### Texte à lire:
───

Pendant longtemps, le monde dirigeant français n’avait d’yeux que pour le “modèle allemand”. Aussi, l’étonnement est grand de voir aujourd’hui notre voisin, locomotive économique de l’Union Européenne, se mettre en grève. En réalité, cela aurait pu être anticipé – à condition de comprendre que le fameux “modèle allemand” n’était pas seulement économique et social. Retour sur quelques dates qui ont marqué une rupture dans l’équilibre complexe du “modèle allemand”. Jusqu’à le défaire complètement.
C’est un vieux cliché en France. L’Allemagne aurait la culture du consensus, à la différence de la France. Et elle serait intrinsèquement efficace économiquement, capable à la fois d’être une grande puissance exportatrice et de pratiquer une redistribution efficace.
Dans un livre paru en 2005, j’ai montré que c’était une vue superficielle des choses. Le “modèle allemand” avait aussi une composante politique, à la fois extérieure et intérieure: le renoncement de l’Allemagne à l’arme nucléaire, la priorité donnée à l’entente franco-allemande, le retour à de bonnes relations avec la Russie, le rejet des idéologies, le souci de l’homogénéité sociale, afin que la démocratie ait toujours une solide classe moyenne pour la protéger.

───

### Consigne:
D'après le texte sur le « modèle allemand », en quelle année est paru le livre qui y est mentionné ?

### Données extraites:
───

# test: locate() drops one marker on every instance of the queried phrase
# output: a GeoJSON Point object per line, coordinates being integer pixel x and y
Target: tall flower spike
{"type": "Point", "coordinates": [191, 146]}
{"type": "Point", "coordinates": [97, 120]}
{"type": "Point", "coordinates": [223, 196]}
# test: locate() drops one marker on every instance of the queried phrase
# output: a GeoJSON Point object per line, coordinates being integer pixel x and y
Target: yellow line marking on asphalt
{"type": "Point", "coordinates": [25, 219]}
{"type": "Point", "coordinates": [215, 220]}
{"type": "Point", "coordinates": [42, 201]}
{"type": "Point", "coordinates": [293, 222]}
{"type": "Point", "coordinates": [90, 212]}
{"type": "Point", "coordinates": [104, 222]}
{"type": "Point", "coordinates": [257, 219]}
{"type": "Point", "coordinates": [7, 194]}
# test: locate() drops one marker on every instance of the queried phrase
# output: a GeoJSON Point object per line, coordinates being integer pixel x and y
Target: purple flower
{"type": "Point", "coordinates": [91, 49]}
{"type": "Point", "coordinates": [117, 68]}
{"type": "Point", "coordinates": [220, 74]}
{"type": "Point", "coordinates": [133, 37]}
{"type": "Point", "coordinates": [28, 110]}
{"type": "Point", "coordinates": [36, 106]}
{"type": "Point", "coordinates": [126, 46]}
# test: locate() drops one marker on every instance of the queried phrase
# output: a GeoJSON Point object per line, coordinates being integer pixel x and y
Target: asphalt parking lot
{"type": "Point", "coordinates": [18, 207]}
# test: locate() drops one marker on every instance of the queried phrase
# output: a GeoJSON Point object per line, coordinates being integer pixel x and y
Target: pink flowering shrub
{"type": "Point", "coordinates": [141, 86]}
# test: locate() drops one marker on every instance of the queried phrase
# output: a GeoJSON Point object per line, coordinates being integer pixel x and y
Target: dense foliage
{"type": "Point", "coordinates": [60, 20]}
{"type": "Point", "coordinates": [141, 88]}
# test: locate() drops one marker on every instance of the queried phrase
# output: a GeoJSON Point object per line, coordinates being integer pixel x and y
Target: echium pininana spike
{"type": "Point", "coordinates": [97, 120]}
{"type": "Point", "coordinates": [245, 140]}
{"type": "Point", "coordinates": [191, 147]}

───

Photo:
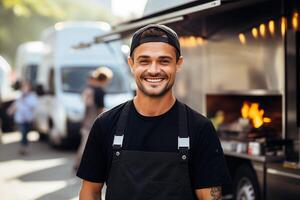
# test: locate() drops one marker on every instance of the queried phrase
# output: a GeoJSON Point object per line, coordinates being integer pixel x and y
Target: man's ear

───

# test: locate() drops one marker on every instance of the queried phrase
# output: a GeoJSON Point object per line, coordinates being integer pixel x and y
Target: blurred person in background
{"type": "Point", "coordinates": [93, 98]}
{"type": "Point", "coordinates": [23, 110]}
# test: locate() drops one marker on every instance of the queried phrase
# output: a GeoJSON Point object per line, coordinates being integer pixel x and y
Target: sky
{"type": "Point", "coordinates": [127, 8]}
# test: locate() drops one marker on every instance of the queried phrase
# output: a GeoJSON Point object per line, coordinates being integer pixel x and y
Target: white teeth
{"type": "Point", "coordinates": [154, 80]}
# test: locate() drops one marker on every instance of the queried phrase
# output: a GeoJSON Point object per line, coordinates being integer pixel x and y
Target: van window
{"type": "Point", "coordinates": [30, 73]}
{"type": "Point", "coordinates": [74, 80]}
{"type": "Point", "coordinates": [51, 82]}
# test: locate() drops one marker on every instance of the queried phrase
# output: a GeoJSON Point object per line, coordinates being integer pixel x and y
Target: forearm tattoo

───

### Solution:
En 2005.